List each line in the rows below that contains the string "parmesan". Case counts.

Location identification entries
>> start

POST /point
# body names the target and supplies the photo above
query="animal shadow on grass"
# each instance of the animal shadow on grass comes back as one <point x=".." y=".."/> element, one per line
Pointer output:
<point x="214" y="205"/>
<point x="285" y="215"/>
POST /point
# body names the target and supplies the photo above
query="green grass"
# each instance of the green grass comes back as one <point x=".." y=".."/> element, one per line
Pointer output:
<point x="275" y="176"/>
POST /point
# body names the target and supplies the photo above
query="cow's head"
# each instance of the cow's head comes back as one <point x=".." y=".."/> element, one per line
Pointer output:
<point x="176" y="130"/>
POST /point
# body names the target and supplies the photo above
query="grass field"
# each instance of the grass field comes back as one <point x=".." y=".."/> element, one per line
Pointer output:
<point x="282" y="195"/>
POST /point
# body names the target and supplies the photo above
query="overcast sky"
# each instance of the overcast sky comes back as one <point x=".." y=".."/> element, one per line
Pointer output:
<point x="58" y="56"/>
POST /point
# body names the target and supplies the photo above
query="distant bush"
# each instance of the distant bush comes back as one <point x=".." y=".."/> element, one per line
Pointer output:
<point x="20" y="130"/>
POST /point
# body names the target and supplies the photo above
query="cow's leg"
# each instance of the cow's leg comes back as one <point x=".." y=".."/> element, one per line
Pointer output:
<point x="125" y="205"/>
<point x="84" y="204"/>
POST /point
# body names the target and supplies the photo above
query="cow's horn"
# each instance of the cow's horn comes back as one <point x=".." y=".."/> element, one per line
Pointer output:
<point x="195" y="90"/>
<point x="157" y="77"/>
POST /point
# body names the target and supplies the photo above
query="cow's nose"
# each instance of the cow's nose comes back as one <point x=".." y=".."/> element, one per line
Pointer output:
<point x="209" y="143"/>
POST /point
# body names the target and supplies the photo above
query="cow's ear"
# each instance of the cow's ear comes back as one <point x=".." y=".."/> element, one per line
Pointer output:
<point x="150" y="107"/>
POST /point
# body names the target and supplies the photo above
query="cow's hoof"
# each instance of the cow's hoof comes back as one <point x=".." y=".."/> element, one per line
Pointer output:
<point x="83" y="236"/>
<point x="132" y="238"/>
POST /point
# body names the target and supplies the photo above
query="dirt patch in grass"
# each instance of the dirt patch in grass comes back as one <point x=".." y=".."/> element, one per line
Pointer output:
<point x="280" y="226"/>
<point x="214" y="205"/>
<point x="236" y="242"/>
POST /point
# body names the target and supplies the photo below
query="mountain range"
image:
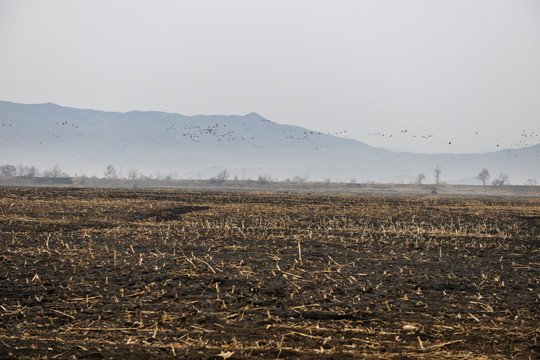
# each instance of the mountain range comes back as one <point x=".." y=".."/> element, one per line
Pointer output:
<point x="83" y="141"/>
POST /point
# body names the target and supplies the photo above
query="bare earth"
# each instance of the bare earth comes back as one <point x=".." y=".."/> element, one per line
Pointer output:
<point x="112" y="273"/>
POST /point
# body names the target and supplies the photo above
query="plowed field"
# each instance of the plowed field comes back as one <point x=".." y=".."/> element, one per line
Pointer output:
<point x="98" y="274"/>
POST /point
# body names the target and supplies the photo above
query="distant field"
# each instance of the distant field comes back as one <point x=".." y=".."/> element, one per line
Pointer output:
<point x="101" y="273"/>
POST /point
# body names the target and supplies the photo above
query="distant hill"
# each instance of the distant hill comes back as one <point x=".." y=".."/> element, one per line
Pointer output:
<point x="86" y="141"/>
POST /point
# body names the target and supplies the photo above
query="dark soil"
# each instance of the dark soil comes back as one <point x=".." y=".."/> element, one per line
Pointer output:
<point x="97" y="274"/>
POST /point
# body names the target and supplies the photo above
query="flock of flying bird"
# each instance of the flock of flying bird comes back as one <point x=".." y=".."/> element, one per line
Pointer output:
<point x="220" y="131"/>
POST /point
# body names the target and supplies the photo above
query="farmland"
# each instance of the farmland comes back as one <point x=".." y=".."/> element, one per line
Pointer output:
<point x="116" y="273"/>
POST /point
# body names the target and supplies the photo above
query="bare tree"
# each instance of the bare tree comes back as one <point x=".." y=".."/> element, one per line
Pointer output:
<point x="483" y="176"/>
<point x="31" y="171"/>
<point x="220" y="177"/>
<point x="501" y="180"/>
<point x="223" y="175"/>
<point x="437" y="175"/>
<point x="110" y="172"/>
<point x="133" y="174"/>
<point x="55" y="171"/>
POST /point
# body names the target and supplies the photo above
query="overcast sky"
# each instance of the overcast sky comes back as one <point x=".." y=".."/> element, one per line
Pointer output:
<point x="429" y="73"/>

>> end
>> start

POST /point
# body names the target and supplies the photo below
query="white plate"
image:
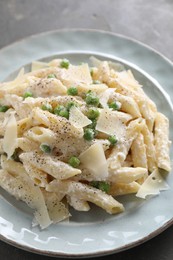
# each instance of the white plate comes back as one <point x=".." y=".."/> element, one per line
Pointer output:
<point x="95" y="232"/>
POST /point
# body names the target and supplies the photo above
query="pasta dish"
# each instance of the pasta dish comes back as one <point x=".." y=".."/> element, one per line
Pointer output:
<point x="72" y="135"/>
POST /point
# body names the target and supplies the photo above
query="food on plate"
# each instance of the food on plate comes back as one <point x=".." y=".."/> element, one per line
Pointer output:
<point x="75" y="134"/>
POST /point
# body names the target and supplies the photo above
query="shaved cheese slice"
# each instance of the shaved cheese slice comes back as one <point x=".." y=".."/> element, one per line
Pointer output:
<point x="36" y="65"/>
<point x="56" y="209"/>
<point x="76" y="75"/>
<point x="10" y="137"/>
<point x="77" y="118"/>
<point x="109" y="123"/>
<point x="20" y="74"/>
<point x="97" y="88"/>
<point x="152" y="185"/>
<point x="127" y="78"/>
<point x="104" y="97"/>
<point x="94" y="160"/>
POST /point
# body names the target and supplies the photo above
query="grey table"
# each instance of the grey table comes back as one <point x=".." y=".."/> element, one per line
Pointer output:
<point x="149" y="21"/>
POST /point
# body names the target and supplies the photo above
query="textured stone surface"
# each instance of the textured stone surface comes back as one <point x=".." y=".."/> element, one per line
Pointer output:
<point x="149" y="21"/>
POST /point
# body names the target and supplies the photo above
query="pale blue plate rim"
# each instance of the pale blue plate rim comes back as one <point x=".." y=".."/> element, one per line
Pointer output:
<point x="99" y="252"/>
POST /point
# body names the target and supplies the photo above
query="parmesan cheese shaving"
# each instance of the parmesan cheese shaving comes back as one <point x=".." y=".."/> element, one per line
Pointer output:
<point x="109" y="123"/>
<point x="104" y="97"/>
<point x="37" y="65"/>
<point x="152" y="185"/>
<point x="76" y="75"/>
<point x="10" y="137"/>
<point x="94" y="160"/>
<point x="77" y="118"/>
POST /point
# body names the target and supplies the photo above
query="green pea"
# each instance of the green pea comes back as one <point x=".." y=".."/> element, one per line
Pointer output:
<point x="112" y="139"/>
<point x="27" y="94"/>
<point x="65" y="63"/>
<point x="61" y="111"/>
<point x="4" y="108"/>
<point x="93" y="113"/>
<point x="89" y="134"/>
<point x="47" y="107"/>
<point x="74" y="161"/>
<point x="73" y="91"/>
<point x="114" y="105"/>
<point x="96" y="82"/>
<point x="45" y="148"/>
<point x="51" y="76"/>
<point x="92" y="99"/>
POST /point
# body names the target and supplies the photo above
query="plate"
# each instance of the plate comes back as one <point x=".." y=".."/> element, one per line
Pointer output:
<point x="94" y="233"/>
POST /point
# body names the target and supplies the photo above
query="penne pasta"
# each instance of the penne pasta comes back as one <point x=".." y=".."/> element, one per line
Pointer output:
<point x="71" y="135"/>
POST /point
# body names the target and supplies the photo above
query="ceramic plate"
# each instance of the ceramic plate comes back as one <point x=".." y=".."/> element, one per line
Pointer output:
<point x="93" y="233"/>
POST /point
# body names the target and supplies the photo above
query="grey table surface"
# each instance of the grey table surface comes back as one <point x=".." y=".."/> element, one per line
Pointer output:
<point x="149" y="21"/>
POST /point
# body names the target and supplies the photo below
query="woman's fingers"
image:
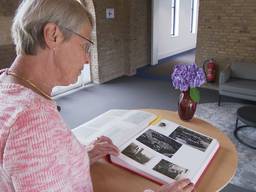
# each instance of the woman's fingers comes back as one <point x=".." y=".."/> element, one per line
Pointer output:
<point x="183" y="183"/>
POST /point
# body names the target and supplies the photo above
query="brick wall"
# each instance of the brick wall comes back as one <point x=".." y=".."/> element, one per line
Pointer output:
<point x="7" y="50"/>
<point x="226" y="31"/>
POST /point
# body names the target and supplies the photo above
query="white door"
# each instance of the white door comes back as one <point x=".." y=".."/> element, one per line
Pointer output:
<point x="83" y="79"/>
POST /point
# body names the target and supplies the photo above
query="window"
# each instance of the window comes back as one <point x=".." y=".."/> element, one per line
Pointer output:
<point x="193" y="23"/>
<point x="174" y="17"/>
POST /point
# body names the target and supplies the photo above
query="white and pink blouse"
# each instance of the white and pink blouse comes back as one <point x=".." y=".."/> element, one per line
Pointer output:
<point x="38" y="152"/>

>> end

**COMPLETE RESPONSE:**
query="parmesan cheese shaving"
# each instance of the parmesan cheese shaving comes back as one <point x=".." y=".."/> element, one per line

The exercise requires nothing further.